Saved entries
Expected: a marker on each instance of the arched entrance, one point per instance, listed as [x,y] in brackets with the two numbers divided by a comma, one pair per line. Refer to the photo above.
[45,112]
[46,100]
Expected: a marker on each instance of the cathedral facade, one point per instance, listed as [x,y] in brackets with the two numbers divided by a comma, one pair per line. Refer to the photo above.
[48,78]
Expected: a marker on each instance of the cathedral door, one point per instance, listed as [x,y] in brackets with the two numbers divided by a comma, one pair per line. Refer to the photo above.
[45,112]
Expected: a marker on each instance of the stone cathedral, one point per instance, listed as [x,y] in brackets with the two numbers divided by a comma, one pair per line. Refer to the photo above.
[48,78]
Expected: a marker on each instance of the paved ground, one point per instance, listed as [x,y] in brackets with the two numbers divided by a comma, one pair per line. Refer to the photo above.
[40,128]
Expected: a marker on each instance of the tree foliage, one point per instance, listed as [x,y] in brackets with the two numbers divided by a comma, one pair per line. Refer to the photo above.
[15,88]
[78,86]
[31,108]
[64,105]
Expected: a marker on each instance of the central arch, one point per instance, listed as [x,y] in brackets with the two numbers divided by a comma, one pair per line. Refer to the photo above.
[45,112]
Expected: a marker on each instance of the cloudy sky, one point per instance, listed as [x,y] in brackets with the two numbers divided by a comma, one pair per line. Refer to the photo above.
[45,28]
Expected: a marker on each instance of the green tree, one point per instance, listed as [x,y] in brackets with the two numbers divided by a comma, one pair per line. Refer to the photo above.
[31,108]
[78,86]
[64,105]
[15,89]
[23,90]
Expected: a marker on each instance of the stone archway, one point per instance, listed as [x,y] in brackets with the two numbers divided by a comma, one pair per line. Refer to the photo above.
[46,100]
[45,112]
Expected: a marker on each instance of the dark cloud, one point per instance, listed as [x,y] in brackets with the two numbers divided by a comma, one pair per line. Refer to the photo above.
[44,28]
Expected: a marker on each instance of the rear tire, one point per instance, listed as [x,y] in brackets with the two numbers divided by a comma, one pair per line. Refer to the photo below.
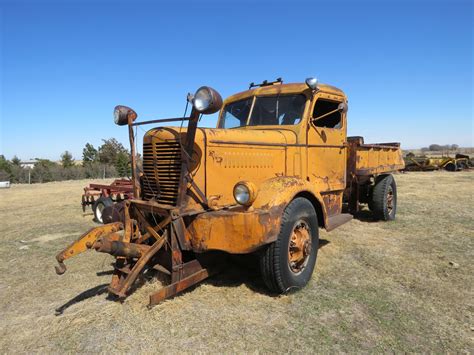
[288,263]
[99,206]
[384,198]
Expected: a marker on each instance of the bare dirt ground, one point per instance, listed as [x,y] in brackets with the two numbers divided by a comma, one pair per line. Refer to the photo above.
[400,286]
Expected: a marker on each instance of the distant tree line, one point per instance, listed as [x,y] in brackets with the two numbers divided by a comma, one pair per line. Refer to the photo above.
[438,147]
[110,159]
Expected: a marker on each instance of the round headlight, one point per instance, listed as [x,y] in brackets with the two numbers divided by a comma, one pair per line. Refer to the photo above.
[122,114]
[207,100]
[245,193]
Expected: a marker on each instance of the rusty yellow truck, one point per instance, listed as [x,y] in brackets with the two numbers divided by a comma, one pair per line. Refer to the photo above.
[278,167]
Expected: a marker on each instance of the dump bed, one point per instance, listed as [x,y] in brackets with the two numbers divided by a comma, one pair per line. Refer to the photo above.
[372,159]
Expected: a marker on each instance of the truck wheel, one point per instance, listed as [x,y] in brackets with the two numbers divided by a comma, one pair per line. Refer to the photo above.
[288,263]
[99,206]
[384,198]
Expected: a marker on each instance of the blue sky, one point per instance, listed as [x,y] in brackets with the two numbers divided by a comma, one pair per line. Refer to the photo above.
[406,66]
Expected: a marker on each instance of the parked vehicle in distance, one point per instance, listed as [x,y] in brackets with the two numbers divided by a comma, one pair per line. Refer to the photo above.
[278,167]
[101,196]
[458,163]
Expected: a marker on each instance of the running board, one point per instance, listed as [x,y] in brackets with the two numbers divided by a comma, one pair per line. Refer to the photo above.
[338,220]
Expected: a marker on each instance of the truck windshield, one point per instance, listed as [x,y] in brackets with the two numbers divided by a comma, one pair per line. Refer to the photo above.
[267,110]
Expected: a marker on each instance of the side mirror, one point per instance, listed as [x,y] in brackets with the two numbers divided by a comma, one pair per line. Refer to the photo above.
[342,107]
[122,114]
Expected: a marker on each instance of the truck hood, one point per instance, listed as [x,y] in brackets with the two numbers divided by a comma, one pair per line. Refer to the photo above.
[223,157]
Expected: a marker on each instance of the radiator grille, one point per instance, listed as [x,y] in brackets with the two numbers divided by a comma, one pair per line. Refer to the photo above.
[161,172]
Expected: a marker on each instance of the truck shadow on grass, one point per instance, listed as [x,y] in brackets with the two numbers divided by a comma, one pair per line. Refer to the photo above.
[238,270]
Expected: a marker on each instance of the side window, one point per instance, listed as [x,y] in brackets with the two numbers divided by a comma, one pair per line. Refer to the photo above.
[322,108]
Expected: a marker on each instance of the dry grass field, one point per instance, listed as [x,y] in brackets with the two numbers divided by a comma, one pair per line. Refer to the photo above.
[403,286]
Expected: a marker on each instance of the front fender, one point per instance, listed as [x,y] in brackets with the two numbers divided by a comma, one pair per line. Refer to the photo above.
[239,230]
[278,192]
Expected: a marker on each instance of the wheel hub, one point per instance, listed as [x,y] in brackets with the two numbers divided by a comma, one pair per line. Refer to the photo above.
[299,248]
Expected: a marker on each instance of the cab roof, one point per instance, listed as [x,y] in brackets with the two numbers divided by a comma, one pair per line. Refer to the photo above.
[291,88]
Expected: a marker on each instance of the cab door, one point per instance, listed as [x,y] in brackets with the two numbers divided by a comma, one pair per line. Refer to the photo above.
[327,150]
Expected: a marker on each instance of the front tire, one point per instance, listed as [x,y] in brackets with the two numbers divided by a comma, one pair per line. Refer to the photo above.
[288,263]
[384,198]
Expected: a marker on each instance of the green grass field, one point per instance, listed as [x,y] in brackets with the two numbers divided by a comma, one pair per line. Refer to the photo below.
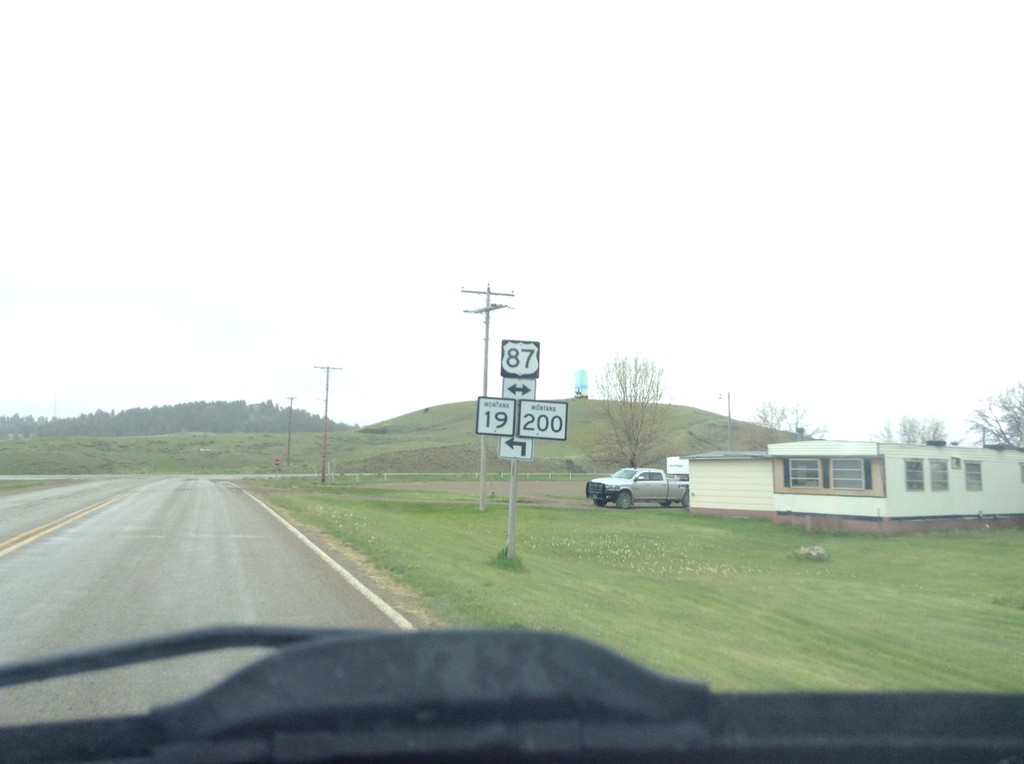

### Work order
Set down every entry above exactly as written, but skip the pictures.

### Result for this exercise
Expected: a marker on each instance of the arched entrance, one point per instance, listed as [x,y] in brackets with the two numbers divided by a comma, one pair per line. Refer to the photo above.
[45,112]
[46,100]
Expected: a marker on each instance of the cathedral facade, one point per instance, listed as [x,y] in brackets with the two numbers divided by a comma, one pair per line. Refer to the photo above.
[48,78]
Expected: a marker on each instance of the cathedral door, one point per instance, listed as [x,y] in brackets with the two numbers divided by a comma, one pair per line. Refer to the photo above.
[45,112]
Expected: a marker on each instance of the stone cathedral, one point per instance, listed as [x,y] in brackets with the two numbers divided by a comma, one pair per line. Refer to the photo above.
[48,78]
Expected: a marker on each instance of the paved ground, one point per instance, listed as [x,y] in brackets with the two numbers divided by a comma, one pair per line. Refer to the photo above.
[40,128]
Expected: a marker on each instance of the tree foliage, one point per instance, listed as [x,y] in brackets with the two numbers divided by a comma, one pair per line. Refer to the photo above.
[15,88]
[78,86]
[31,108]
[64,105]
Expected: a marker on each instance of the central arch, one point per instance, listed as [x,y] in brackets with the two numbers divided by a comma, one pair per line. Refer to the photo above.
[45,112]
Expected: a marker on each instance of the cloudy sky, one point per instance, listed as [x,y] in brackets with the two numbers divided by a comma, one pair per line. Refer to the photo above.
[45,28]
Expected: a marker on each instance of the green tree, one point per instance, listed as [x,y] in brackets with the two numbers divided by a comma, one pair per line. Refer to the photo above.
[31,108]
[78,86]
[64,105]
[15,89]
[23,90]
Expected: a marker on each instance of the stone archway, one point per instance, listed as [x,y] in brackets with the two numbers divided by a comma, one pair per line. Refer to the photo above.
[46,100]
[45,112]
Expected: a marker on each instance of the dark cloud, one point per instance, listed as [x,y] in brackets with the two numbers divided by a comma, one pair per line. Refer to the photo above.
[44,28]
Expected: a marker on each instance of the rear tire, one point per instance, listed as [x,y] in brackets with the two numbers divided by a comma, one pair per line. Refer to the photo below.
[288,263]
[99,206]
[384,198]
Expected: a marker on each instance of the bare dirt ground, one point per instance, listed as [x,y] in brackets with the two numbers divided by a comma, one pair per line. Refer to the photo above.
[400,286]
Expected: a marker on each instance of the distant tree line, one point per instance, listed as [x,y] in brackets with the two numbers divided by a comma, one pair per line. Refer to the photo above.
[438,147]
[110,159]
Expected: a marker on each instance of the round headlight, one point per instance, listed as [x,y] in brackets with the two numbers divided by a comma, one pair per line. Refer to the photo above.
[122,114]
[207,100]
[245,193]
Expected: a marker on each instance of the rusty yellow truck, one point per instance, listed as [x,y] in brackets with the two numbers divided by a comma, one pair per line. Refer to the photo above.
[278,167]
Expected: a marker on each instance of the dump bed, one point per instance, listed as [x,y] in brackets with the two numbers divided by a comma, one pair per line. Refer to the photo above.
[372,159]
Expected: a marker on each instance of the truck wheel, one point per instance, listed as [x,y] in brackets with the two numbers divided by a comma, one pair per line. Refer to the photo above.
[288,263]
[99,206]
[384,198]
Expected: a marker on each instance of the blue sky, one point per instance, listed as [x,y] in brackets with the two numbers divided by a comma, one pair per line. Refer to the photo above.
[406,66]
Expected: a marker on each instance of the parked vehicle in distance, one point per instance, listed as [x,y] in brackets with the two numbers divided by a comma, one pair per line. Refer to the photo above.
[278,167]
[101,196]
[458,163]
Expected: a marker on each instance of the running board, one point per instance, listed as [x,y] in brackets with the two numbers divided by a comma, one pair per line. Refer to the photo above.
[338,220]
Expected: a marker on each instance of the truck windshield, one point per instance, listed as [x,y] in brackets with the two numbers divided by a comma, one pair per line. Refer to the photo above.
[267,110]
Expected: a marker on each instance of the side mirror, one point per instance, listed as [x,y] in brackets with the two numbers divided by a comma, one pair per line. Refer to the photo above.
[342,107]
[122,114]
Expected: a marker on each instance of the truck hood, one point per instance, listed as [x,y] in brackets with the two numbers divided by a comma, one pair per line. Refer to the photo above.
[223,157]
Expected: a marker on each instance of the radiator grille, one point per instance, listed as [x,y] in brackets with the two numbers divided by a comma, one pair per line. Refer to the photo above.
[161,172]
Expected: a marker on each instance of the truck shadow on grass, one point per instance, listed as [x,y] in brackets with the two numbers divided by a comma, one pair per line. Refer to the photo above.
[238,270]
Expected: a marker on each instance of the side window, one point per instance, listed as [x,y] in brackets with the two numbers divided by a comma, one pair per line. Refer to the photo above.
[322,108]
Expected: a marker on each instance of the dry grass field, one point per instance, listed as [x,y] in brackets with the two numbers divided by a comma, one pair per line. Refer to the photo above.
[403,286]
Expected: a marker on each instance of the front fender, one point per instance, listed as [x,y] in brackets with the two numbers divided by a comma, one pair per line. Refer to the photo above.
[239,230]
[278,192]
Expected: a marker on each instance of the wheel hub, one point per instance, listed as [x,y] in brackets with the two numbers divided by a comma, one pair per line. Refer to the photo above.
[299,248]
Expected: a marker on each instance of the cab roof, one point per instance, listed as [x,y] in brackets with the two numbers divided by a comma, one pair per line. Refer to the photo above.
[291,88]
Expected: a marker on each instance of the cab door, one point per instance, listed as [x,y] in brackets with the two numbers divided by a comma, one pair per line. Refer to the photo above.
[327,150]
Expected: a marker on each instance of the front tire, one point per instance, listed as [x,y] in brackets with the two numbers divided by a comma, one pair per line. Refer to the photo above.
[288,263]
[384,198]
Expected: a marker on each instance of the green grass field, one point per instance, listed as [x,y] in brackets with the two numbers divided by a comma, one pair per line. Refer to the photo below.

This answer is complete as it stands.